**Task set**
- 1) In the review of "Hungry for Paris," check whether each statement agrees with the text: (a) Lobrano has lived in Paris since 1986; (b) the Patricia Wells guide is still in print; (c) reservations are optional when dining in Paris. For each, answer yes or no and quote the words that decide it.
- 2) List every tip on eating alone in Paris that the review of "Hungry for Paris" gives.

**Reading passage**
···

The Interview: Alexander Lobrano, author of “Hungry for Paris”
Back in the 80’s, I was one of those Americans who never went to Paris without my dog-eared copy of “The Food Lovers Guide to Paris” by Patricia Wells. Wells opened my eyes, and those of countless others, to the bounty of Parisian restaurants, food shops and market places. But that book is long out-of-print and many of those bistros and brasseries are closed or long past their sell-by-date. So I was more than happy to receive a copy of Alexander Lobrano’s newly published “Hungry for Paris: The Ultimate Guide to the City’s 102 Best Restaurants.”
Lobrano is Gourmet magazine’s European correspondent, an American who has been living in Paris since 1986. That’s good street cred, but his book is even better, offering more than the title promises. It’s focused on food, but it’s also about friendship, Parisian life and what it means to be an expat. Written with humor and intelligence, these aren’t restaurant reviews so much as 102 expertly drawn vignettes. I can hear the echoes of Wells here, but also of A.J. Liebling and M.F.K. Fisher, good company indeed. It’s pitch perfect and delightfully conversational.
When you dip into “Hungry for Paris,” you’ll get to know Lobrano’s dining companions (he has interesting friends) and the cast of characters that populate a restaurant (like the aristocratic loden-coat wearing locals in Le Florimond). There’s lovingly detailed writing about the food and the wine: he clearly knows his turf, his chefs and his arrondisements. And you’ll also learn a lot about Parisian dining habits (reservations are absolutely essential) and tips on the art of eating alone in Paris (dress well, go armed with a sense of humor, and never refuse the suggestion of an aperitif before dinner). It’s a true rarity, both an armchair read and a book that deserves to be in your carry-on the next time you head to Paris.

···

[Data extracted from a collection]
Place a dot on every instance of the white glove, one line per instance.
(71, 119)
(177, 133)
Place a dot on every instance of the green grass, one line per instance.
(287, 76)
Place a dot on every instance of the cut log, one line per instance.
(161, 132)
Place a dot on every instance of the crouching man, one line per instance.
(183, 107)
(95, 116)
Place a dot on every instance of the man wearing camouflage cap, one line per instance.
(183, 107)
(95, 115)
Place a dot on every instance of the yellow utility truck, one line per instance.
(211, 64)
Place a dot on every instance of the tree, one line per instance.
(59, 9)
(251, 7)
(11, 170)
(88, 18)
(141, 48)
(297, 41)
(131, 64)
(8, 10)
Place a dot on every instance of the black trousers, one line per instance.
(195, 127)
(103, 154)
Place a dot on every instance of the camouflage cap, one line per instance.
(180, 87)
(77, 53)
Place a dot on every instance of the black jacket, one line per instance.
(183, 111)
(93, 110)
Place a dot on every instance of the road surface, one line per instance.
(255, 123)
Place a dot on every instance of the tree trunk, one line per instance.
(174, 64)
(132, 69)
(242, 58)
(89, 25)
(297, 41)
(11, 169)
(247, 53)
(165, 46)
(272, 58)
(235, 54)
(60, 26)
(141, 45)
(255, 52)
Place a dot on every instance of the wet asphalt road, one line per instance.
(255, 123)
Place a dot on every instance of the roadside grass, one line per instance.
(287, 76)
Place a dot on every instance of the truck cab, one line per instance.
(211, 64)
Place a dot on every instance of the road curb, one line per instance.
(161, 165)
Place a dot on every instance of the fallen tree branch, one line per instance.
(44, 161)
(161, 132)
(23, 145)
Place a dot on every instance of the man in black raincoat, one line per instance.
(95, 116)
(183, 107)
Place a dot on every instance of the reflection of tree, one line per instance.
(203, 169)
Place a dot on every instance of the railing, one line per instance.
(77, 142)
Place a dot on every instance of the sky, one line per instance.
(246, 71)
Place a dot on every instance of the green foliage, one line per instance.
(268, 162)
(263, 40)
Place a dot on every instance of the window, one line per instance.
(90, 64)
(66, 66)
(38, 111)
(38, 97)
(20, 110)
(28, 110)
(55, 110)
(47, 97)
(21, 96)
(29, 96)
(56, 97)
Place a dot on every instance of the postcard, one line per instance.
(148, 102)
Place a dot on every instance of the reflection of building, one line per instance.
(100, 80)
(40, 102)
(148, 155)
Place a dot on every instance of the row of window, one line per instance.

···

**Task-by-task outputs**
- 1)
(a) Yes: "an American who has been living in Paris since 1986."
(b) No: "that book is long out-of-print."
(c) No: "reservations are absolutely essential."

- 2)
- Dress well.
- Go armed with a sense of humor.
- Never refuse the suggestion of an aperitif before dinner.